Les anthropologues montrent par leurs études que :
Le patient en France est encore plus ou moins bien soigné selon le niveau de son échelle sociale, et selon son origine nationale (Quand la santé décuple les inégalités, AGONE N°58, 2016)
et ce malgré toutes nos politiques d’accès aux soins. La politique du toujours plus d’accès aux soins n’atteint donc pas son but. Le RAC0 (1) par exemple présenté comme un changement n’est en fait que ce que Paul Watzlawick appelle une « Ultra solution » (Comment réussir à échouer, trouver l’ultrasolution, Editions Points, 2014) ou encore un changement de niveau zéro, une simple répétition de façon plus appuyée des solutions déjà préconisées auparavant.
Le facteur temps, un incontournable
Il n’est pas question face à ce constat d’incriminer les praticiens. Pour la plupart ils font de leur mieux, et dans un contexte de demande d’efficience ils n’ont pas la possibilité de s’interroger à ce sujet ni de mener une introspection qui non seulement prend du temps mais demande d’avoir reçu dans l’enseignement la petite étincelle qui va ouvrir, préparer, initier le soignant à cette introspection.
Comment faire quand je suis tenue par un carnet de RDV plein sur plusieurs mois, contrainte d’assurer un chiffre d’affaire suffisant pour tenir financièrement, encadrée par une nomenclature rigide qui se veut exhaustive, victime de la désertification médicale et des tensions relationnelles que cela induit etc… pour me sentir en empathie?

#### Consigne 1:
Reformulez plus brièvement le paragraphe du texte sur l’accès aux soins qui commence par « Il n’est pas question », en conservant ses idées principales.
#### Consigne 2:
Reprenez le texte sur l’accès aux soins après sa dernière phrase et rédigez-en la suite.

#### Données sources:
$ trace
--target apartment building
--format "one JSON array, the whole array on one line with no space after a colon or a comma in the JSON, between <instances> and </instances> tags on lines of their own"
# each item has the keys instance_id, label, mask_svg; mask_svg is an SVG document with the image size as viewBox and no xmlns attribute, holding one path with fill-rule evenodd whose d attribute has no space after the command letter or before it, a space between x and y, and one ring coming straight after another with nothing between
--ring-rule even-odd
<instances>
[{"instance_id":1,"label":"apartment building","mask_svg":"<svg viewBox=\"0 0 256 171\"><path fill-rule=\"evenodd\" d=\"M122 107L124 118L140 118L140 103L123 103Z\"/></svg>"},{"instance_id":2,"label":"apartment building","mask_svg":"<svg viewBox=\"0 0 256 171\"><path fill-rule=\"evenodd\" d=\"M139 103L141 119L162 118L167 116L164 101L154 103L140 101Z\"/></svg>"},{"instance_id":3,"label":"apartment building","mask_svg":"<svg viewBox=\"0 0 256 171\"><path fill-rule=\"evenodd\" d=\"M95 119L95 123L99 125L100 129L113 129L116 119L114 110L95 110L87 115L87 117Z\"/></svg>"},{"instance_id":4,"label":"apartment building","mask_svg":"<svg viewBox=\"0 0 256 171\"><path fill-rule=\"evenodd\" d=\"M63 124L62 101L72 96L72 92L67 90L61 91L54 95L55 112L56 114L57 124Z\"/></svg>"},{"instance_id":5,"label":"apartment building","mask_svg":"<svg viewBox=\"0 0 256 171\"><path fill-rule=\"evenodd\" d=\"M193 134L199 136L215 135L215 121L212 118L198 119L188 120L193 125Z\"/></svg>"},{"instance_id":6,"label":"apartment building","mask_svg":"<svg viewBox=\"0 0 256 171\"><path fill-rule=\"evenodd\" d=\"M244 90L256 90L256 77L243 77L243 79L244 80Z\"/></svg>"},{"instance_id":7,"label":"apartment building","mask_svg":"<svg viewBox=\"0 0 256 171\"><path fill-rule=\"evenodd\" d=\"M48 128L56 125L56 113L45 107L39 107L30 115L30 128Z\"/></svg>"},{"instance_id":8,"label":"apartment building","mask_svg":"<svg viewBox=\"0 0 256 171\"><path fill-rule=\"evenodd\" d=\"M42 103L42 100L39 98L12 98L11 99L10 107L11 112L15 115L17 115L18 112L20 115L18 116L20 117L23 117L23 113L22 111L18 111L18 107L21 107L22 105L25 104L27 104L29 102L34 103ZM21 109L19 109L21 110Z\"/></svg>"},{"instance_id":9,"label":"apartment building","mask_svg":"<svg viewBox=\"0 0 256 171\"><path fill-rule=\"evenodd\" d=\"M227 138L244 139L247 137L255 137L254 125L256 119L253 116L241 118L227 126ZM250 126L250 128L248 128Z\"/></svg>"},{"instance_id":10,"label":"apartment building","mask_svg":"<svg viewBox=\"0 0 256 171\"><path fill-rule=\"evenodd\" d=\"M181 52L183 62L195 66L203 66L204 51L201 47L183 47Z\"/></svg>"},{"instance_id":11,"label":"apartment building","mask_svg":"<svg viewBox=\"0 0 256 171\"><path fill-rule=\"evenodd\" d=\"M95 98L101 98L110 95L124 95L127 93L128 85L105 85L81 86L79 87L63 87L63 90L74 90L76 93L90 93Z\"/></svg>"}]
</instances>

#### Corrigé 1:
Les praticiens ne sont pas à blâmer, car la plupart font de leur mieux. Soumis à une exigence d’efficience, ils ne peuvent ni s’interroger sur cette question ni mener une introspection. Celle-ci demande du temps et suppose que leur formation les y ait initiés.

#### Corrigé 2:
L’empathie, c’est pas automatique
Car le sentiment empathique n’est ni automatique ni constant. Il est bridé par mes a priori. Il est d’autant plus facile que je me reconnais dans l’autre, que l’autre est plus proche de moi, plus précieux à mes yeux et que je peux me comparer à lui facilement du fait de nos points communs.
Et en dentisterie? Comme dans d’autres disciplines, le soin sans empathie se réduit à un traitement. Nous pouvons traiter des caries, des édentements etc… Il est facile en dentisterie de se réfugier derrière l’aspect purement technique de notre profession pour éviter de s’embarquer dans une relation empathique qu’on ne sait pas conduire. Est-ce de la médecine?
La dentisterie devient médecine dentaire dès lors que le patient est considéré dans sa globalité, et quand, incluant l’empathie, le praticien de santé met en oeuvre un soin capacitaire. C’est-à-dire un soin qui donne au patient la capacité de devenir acteur de sa propre guérison. (Cynthia Fleury, Le soin est un humanisme, Tract Gallimard N°6)
L’empathie qui est la conséquence directe de la rencontre, du colloque singulier, de la relation de soins, est une composante nécessaire au soin médical. Avons-nous vraiment besoin de justifier par des études que la guérison n’est pas qu’une affaire de molécules et de surveillance des constantes, de traitements impersonnels et sans contact? Que la part d’engagement du patient est fondamentale dans la réussite d’un traitement?
Pas de médecine sans empathie
Le manque d’empathie perçu comme un manque de reconnaissance du soignant pour la vulnérabilité du patient sera de plus à l’origine de bien des comportements de nomadisme médical, et donc de dépenses de santé majorées souvent inutilement. Il est aussi à l’origine des conflits, des plaintes, du manque d’observance des traitements, du manque de motivation pour les RDV de contrôle… Un système de santé conscient de la limite de ses ressources, et soucieux de proposer des soins durables ne peut faire abstraction de ce constat.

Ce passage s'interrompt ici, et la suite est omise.